→ GOAL OF THE EXERCISE
Filter the data, copying out each line that contains the word "skin".

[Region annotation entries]
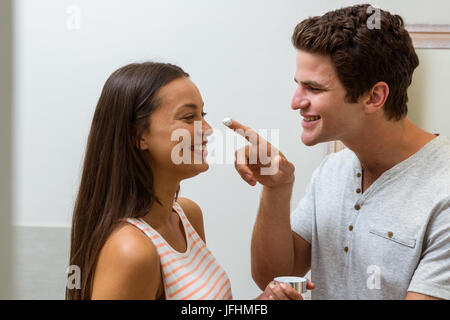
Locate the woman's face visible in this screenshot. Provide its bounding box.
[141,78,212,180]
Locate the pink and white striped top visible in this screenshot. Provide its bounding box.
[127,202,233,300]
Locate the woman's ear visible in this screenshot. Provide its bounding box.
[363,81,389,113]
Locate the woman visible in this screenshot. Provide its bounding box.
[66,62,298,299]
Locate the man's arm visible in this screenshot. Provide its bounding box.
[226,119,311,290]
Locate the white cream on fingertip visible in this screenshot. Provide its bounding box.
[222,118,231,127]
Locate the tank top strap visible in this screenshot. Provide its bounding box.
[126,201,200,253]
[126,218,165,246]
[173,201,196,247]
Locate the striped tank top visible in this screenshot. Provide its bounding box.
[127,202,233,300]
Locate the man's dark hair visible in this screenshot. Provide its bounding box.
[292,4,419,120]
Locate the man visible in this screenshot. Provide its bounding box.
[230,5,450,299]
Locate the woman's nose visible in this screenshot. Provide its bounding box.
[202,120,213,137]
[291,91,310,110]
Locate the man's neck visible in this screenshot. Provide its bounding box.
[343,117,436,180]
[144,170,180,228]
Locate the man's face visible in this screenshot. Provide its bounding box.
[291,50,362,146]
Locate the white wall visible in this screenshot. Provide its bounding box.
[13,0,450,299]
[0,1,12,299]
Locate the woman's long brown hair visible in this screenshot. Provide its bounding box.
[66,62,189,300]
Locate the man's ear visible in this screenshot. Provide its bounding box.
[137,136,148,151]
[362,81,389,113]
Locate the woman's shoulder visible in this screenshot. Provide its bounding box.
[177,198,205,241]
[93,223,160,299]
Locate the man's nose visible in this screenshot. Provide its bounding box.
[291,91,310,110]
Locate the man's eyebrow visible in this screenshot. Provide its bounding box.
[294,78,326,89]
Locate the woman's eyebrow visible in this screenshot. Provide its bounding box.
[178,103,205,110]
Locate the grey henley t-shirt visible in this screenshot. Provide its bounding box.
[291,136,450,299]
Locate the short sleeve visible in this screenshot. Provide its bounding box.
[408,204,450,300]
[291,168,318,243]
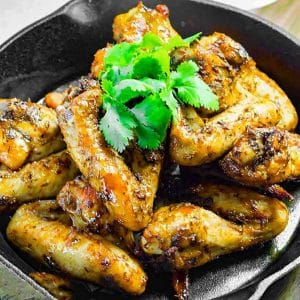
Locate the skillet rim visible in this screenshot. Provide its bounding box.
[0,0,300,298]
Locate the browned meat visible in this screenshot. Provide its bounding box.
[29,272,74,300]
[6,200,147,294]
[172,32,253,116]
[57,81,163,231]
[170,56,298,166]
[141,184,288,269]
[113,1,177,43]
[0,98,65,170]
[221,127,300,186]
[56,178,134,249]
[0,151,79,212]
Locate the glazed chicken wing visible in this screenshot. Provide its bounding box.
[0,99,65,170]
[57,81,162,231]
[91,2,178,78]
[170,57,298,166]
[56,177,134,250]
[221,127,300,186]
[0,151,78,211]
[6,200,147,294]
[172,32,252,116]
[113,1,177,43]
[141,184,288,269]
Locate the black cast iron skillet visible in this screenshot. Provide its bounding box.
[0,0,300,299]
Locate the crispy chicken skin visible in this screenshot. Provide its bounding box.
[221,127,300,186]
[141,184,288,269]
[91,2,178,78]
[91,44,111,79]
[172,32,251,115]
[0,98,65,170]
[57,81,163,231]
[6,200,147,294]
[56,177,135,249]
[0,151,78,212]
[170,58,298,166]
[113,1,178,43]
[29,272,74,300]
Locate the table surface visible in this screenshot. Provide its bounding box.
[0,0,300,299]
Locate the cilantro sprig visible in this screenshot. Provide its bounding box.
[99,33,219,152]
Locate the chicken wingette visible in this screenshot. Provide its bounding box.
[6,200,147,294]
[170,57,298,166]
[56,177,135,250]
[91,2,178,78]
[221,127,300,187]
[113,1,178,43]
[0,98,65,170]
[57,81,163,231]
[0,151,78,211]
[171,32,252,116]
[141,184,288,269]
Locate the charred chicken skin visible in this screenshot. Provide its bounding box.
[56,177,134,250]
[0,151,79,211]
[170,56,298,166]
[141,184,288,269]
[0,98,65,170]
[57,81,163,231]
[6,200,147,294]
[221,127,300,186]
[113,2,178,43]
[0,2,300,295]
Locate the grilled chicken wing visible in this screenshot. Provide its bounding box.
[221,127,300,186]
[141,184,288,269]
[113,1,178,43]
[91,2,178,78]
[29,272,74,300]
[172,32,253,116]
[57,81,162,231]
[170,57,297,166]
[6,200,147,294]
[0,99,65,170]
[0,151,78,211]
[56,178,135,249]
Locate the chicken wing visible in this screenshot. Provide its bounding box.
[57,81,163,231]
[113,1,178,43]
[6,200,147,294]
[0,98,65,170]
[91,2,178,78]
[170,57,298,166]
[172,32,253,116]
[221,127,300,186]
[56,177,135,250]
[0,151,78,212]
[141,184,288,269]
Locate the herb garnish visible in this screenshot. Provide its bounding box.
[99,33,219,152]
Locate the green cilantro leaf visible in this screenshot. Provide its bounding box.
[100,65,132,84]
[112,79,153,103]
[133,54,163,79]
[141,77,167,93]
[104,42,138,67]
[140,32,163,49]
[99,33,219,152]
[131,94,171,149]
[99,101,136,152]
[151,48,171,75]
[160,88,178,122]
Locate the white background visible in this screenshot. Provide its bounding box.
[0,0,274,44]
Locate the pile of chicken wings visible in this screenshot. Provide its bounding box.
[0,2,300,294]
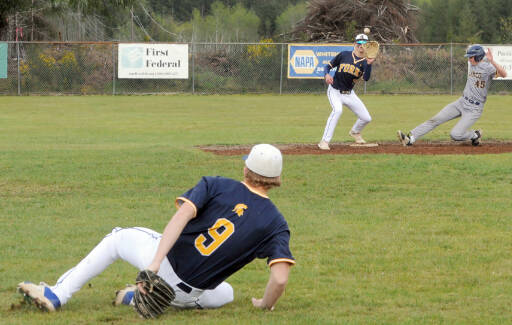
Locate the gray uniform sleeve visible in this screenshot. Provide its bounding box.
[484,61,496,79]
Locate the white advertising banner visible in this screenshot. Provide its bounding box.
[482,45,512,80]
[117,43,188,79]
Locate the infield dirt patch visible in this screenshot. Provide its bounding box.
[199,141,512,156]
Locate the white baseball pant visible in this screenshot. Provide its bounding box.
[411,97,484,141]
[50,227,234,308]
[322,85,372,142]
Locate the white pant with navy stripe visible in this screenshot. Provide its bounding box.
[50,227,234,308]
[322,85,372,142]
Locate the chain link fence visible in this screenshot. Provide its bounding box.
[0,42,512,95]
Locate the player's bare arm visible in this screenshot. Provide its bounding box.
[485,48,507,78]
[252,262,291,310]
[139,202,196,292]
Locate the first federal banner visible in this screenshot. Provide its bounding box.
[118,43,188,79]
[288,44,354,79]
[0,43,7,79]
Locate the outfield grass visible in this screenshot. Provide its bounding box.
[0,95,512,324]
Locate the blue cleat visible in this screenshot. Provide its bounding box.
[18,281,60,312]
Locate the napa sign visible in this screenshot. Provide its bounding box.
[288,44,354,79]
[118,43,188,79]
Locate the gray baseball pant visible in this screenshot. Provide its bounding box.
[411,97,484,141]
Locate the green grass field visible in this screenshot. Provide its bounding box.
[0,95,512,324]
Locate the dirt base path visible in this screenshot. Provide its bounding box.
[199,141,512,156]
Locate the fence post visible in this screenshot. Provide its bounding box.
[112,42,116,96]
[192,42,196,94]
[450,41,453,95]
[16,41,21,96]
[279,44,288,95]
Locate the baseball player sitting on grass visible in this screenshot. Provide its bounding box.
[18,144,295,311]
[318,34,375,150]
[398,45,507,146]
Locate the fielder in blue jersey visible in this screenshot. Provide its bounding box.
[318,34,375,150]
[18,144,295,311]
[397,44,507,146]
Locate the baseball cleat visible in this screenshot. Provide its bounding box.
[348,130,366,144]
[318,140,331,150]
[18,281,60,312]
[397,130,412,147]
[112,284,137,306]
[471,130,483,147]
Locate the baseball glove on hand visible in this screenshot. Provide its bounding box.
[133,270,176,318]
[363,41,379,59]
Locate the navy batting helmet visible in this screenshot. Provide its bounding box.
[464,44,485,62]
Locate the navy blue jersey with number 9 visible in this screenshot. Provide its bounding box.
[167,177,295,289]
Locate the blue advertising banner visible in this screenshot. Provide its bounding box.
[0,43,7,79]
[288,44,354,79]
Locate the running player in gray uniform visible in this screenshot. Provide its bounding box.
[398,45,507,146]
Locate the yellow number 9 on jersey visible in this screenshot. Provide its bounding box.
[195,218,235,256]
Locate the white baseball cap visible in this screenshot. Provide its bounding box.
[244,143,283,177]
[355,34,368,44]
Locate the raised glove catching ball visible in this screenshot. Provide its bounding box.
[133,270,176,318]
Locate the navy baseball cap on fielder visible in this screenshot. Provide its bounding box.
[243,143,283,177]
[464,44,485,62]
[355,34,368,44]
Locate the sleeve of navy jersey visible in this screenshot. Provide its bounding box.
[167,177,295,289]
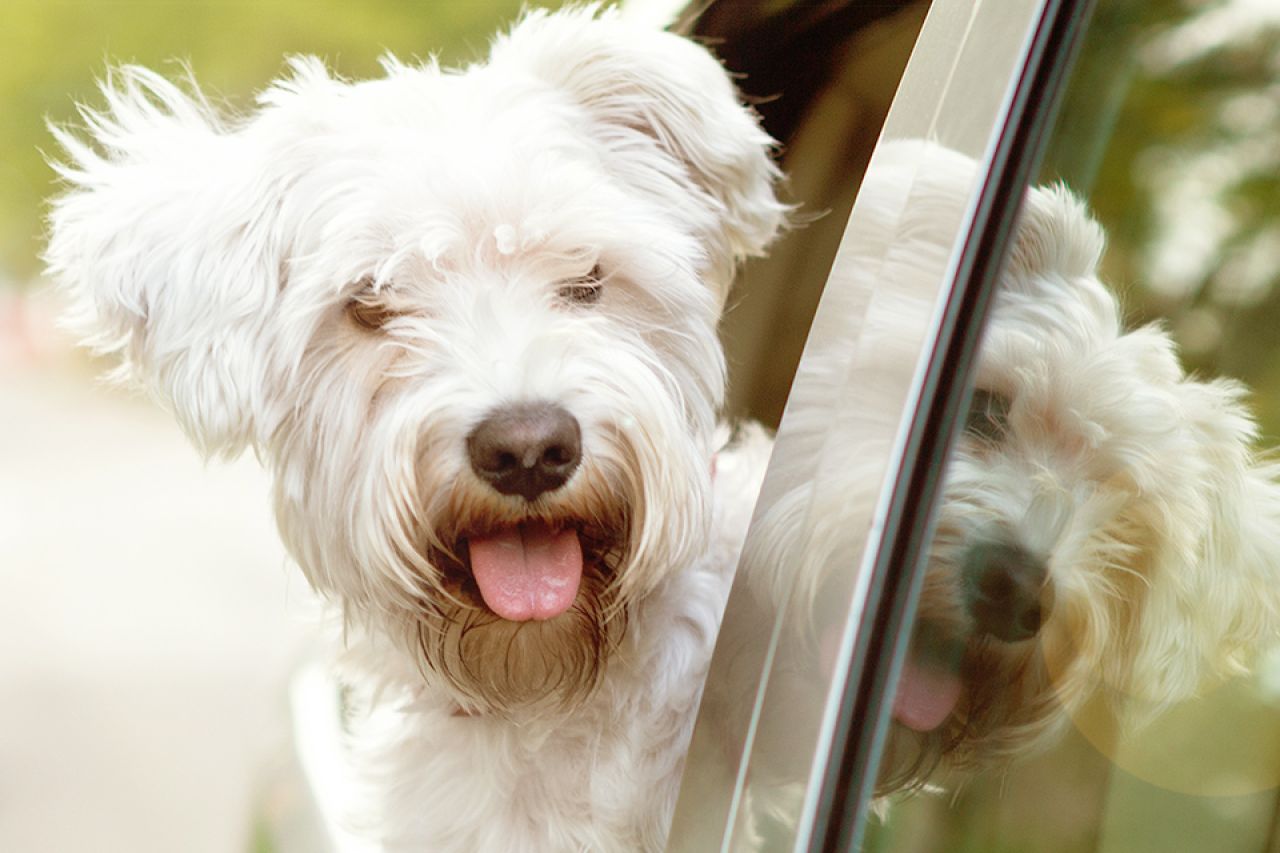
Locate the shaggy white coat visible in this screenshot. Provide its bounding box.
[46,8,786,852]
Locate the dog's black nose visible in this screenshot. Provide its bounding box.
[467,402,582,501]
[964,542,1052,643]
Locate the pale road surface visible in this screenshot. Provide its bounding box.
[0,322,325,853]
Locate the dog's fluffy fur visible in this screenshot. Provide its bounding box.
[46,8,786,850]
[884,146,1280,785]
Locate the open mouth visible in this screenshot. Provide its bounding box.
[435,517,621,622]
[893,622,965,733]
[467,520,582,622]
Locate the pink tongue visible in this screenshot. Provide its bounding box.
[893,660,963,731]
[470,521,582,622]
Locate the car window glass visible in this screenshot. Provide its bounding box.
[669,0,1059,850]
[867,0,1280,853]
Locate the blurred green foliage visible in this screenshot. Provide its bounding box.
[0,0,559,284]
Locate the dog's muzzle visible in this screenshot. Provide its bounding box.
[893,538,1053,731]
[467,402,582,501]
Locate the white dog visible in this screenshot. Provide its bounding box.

→ EXERCISE RESULT
Locate the crispy chicken skin visible in this screenshot. Provide its bounding box.
Locate the charred chicken skin visible in this screenshot. Provide its bounding box.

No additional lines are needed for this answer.